### Reading text
------------------------------
Figure 1. Tumor Cell Autophagy and Immunity.

Figure 1

The induction of autophagy in cancer cells by chemotherapy can lead to induction of immunity in transplantable tumors. Heightened autophagy in tumor cells can be induced by chemotherapy, radiation therapy, or other cell stressors, including hypoxia and nutrient starvation. Autophagy involves the sequestration of intracellular contents, which are degraded after transport and fusion with a lysosome to release amino acids, nucleotides, adenosine triphosphate (ATP), and lipids that are important for anabolism and survival. The release of ATP into the extracellular milieu recruits dendritic cells, as well as CD4+ and CD8+ T-cells, resulting in antitumor immunity. Pharmacological induction of autophagy or ATP release in tumor cells during the initiation of the immune response could promote effective antitumor immunity. HMGB1 denotes high-mobility group box 1.

Study of autophagy over the past three decades has shown it to be a response to stress that includes hypoxia and starvation, which are often found in tumors.1,3 Indeed, autophagy is frequently observed in the setting of established cancers but its inhibition during early carcinogenesis actually promotes tumor progression, suggesting that an autophagic “switch” promotes a tumor’s transition to “autophagy addiction” to maintain viability in hypoxic, nutrient-limited microenvironments.

Tumors are currently perceived to use autophagy primarily as a self-protective mechanism, usually dying with rather than as a consequence of excessive self-eating. Michaud et al showed that the initial anti-tumor effects of chemotherapy of two distinct transplantable tumors, a colorectal cancer and a sarcoma, depend on the extent to which cells are capable of enhancing basal levels of autophagy2. Administration of the chemotherapeutic agents, mitoxantrone or oxaliplatin, led to tumor infiltration by antigen-presenting dendritic cells and cytotoxic T-cells in autophagy-competent tumor cells. The investigators went on to show that the release of adenosine triphosphate (ATP)2 by dying, autophagy-competent cells was critical to the induction of host-protective anti-tumor immunity. Cellular release of ATP has also been observed in the autophagic and immune responses to pathogens. ATP is an established DAMP – a damage-associated molecular pattern molecule, a “danger” signal that alerts the immune system to the presence of tissue damage and potentially dangerous microbial agents. In keeping with these concepts, Michaud et al found that chemotherapy-induced adaptive immunity against autophagy-deficient transplantable tumors was promoted by the introduction of exogenous ATP or the use of ATPase inhibitors.
------------------------------
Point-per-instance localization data
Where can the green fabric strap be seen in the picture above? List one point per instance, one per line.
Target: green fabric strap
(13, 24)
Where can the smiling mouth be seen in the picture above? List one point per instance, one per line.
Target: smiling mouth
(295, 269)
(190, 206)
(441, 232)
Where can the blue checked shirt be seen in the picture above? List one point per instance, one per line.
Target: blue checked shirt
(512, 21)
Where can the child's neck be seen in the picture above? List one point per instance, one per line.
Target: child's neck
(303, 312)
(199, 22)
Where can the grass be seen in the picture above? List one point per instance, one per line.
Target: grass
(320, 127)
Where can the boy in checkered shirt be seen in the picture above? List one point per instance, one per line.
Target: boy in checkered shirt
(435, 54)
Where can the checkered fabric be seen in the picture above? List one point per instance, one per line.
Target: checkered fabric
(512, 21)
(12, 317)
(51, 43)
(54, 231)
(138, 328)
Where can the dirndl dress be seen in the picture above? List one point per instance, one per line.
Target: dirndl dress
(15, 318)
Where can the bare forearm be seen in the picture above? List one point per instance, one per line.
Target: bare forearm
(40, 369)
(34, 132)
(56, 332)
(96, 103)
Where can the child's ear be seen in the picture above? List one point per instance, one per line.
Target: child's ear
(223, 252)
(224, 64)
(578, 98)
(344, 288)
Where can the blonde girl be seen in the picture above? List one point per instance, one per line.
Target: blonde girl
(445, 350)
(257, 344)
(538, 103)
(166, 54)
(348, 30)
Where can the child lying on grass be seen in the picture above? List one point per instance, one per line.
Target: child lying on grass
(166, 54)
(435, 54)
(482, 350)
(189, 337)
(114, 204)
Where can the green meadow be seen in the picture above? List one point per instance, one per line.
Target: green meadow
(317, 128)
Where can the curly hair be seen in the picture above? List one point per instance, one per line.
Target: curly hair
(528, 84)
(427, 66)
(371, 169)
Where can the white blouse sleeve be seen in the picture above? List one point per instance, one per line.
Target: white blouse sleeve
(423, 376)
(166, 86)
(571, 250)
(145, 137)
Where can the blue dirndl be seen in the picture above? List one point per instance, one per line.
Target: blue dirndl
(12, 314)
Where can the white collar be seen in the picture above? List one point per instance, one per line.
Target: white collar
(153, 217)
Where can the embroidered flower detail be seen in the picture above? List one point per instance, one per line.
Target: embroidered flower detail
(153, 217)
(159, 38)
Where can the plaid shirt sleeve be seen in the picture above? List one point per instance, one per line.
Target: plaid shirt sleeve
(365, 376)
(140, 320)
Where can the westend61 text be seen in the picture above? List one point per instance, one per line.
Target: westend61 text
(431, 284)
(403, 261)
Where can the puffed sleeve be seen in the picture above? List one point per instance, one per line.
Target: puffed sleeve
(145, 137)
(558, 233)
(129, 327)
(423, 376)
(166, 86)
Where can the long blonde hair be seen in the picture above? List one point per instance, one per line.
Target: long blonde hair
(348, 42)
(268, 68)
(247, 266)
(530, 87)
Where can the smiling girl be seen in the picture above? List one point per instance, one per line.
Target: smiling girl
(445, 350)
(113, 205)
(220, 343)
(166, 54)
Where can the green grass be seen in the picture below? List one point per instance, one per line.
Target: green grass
------------------------------
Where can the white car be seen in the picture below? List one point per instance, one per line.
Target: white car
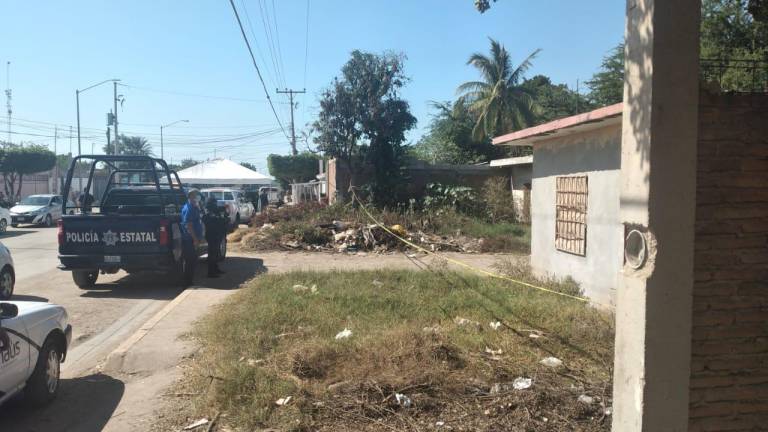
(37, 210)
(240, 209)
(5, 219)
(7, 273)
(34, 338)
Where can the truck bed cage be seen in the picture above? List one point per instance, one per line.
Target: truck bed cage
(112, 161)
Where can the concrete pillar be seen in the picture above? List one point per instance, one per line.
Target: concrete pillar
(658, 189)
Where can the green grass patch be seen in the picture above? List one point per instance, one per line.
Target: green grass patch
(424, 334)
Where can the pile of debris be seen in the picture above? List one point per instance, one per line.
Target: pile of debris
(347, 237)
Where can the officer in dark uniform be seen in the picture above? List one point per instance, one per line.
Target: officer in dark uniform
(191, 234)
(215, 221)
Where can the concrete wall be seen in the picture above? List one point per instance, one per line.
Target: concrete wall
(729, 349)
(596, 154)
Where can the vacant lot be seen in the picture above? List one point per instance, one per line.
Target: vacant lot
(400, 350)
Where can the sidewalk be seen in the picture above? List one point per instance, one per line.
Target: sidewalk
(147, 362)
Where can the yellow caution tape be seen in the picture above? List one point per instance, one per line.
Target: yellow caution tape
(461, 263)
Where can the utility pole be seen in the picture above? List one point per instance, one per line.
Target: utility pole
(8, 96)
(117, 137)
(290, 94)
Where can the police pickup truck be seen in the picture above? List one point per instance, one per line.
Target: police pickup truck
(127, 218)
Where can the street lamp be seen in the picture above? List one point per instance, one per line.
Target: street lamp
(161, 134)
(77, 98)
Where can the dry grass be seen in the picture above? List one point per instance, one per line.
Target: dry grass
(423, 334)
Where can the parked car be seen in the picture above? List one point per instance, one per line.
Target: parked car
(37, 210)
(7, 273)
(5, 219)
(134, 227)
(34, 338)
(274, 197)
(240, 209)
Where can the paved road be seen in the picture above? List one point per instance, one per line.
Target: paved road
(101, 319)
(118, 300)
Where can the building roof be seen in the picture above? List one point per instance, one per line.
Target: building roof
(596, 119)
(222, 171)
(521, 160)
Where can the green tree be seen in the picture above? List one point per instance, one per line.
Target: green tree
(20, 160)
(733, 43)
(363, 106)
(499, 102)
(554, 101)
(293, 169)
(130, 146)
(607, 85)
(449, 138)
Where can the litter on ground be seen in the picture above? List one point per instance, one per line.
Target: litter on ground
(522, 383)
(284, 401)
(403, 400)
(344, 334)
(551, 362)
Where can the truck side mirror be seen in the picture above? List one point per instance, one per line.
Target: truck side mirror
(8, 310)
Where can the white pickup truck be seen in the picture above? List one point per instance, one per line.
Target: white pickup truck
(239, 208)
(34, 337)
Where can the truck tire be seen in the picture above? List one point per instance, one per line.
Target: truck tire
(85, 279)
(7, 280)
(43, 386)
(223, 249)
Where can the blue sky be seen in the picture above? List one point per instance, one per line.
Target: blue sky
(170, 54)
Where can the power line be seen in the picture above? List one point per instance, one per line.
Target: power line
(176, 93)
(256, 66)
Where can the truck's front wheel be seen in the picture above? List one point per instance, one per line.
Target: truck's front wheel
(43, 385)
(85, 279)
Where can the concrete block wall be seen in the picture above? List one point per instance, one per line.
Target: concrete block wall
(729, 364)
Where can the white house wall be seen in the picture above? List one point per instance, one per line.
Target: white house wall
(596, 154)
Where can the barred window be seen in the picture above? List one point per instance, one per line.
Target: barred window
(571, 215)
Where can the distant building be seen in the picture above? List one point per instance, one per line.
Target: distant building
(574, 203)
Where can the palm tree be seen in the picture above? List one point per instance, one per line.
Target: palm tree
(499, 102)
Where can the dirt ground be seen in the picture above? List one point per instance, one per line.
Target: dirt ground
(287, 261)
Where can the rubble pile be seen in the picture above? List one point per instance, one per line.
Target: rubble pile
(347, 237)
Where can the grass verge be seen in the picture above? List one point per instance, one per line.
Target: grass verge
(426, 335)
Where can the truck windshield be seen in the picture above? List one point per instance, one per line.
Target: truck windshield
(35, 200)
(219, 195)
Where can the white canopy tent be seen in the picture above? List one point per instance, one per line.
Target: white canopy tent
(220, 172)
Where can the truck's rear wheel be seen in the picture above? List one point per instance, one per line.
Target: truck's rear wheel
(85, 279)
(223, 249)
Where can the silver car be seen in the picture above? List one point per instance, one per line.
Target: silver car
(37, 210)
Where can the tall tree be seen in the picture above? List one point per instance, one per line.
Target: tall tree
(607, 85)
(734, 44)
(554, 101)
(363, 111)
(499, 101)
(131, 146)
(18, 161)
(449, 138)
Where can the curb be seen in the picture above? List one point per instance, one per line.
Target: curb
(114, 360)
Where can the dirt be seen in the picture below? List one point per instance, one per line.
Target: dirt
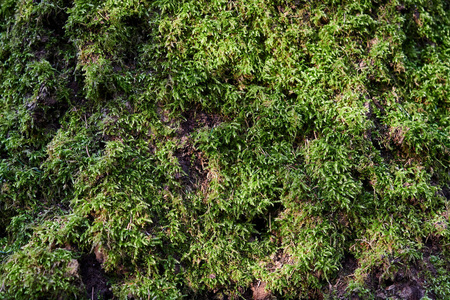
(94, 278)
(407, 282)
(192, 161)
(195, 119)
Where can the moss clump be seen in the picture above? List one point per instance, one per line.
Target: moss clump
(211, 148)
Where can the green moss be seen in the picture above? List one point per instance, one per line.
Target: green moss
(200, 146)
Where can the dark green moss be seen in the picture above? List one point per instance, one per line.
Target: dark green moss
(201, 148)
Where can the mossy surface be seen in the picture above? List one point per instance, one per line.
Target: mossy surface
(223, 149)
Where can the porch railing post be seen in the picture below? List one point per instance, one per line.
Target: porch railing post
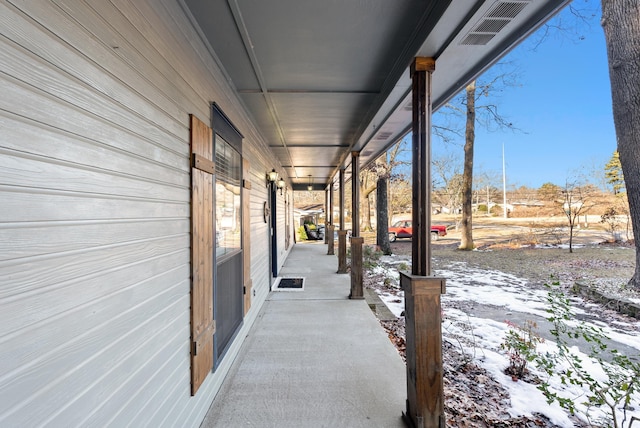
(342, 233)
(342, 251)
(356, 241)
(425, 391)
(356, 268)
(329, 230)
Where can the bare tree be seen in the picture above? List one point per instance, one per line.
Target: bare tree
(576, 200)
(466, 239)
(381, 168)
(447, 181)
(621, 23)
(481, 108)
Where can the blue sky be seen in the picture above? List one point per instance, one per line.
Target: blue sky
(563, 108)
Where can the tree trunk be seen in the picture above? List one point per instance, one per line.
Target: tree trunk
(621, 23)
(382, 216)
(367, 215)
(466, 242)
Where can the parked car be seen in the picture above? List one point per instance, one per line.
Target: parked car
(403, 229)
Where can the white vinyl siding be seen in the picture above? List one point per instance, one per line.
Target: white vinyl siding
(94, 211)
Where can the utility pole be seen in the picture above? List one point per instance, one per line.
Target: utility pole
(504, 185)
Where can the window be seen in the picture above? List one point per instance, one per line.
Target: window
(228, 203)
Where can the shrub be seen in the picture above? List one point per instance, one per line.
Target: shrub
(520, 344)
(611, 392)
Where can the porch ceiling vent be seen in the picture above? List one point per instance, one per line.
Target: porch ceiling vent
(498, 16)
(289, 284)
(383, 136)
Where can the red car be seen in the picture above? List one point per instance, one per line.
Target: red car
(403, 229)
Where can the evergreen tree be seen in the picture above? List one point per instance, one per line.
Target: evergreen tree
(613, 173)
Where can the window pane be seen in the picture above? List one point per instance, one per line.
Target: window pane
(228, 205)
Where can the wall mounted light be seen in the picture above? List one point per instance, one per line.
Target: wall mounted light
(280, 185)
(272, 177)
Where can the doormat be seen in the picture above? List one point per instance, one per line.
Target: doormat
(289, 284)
------------------------------
### What to work on
1. Copy from the text on tumor autophagy, starting with "Study of autophagy" and going on through "hypoxic, nutrient-limited microenvironments.".
2. According to the text on tumor autophagy, which two chemotherapeutic agents did Michaud et al administer?
3. Decide whether each statement agrees with the text on tumor autophagy, and support each yes or no with the deciding words from the text.
(a) Michaud et al studied a colorectal cancer and a sarcoma.
(b) Inhibiting autophagy during early carcinogenesis slows tumor progression.
(c) ATP is a damage-associated molecular pattern molecule.

### Answers for this exercise
1.
Study of autophagy over the past three decades has shown it to be a response to stress that includes hypoxia and starvation, which are often found in tumors.1,3 Indeed, autophagy is frequently observed in the setting of established cancers but its inhibition during early carcinogenesis actually promotes tumor progression, suggesting that an autophagic “switch” promotes a tumor’s transition to “autophagy addiction” to maintain viability in hypoxic, nutrient-limited microenvironments.

2. Mitoxantrone and oxaliplatin.

3.
(a) Yes: "two distinct transplantable tumors, a colorectal cancer and a sarcoma"
(b) No: "its inhibition during early carcinogenesis actually promotes tumor progression"
(c) Yes: "ATP is an established DAMP – a damage-associated molecular pattern molecule"